Copy out every line of the items below, including the requests, and scale each answer's pixel coordinates by 1.25, rounding to whole numbers with halves going up.
* Begin SUPPLIED DATA *
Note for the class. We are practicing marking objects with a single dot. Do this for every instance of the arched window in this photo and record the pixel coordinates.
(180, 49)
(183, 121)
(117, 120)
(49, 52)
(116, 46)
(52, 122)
* End SUPPLIED DATA *
> _SOLVED PROBLEM_
Note for the class. We are practicing marking objects with a single dot. Do this for every instance of the arched window in this photo and record the pixel coordinates.
(225, 61)
(229, 151)
(146, 150)
(61, 65)
(145, 58)
(65, 153)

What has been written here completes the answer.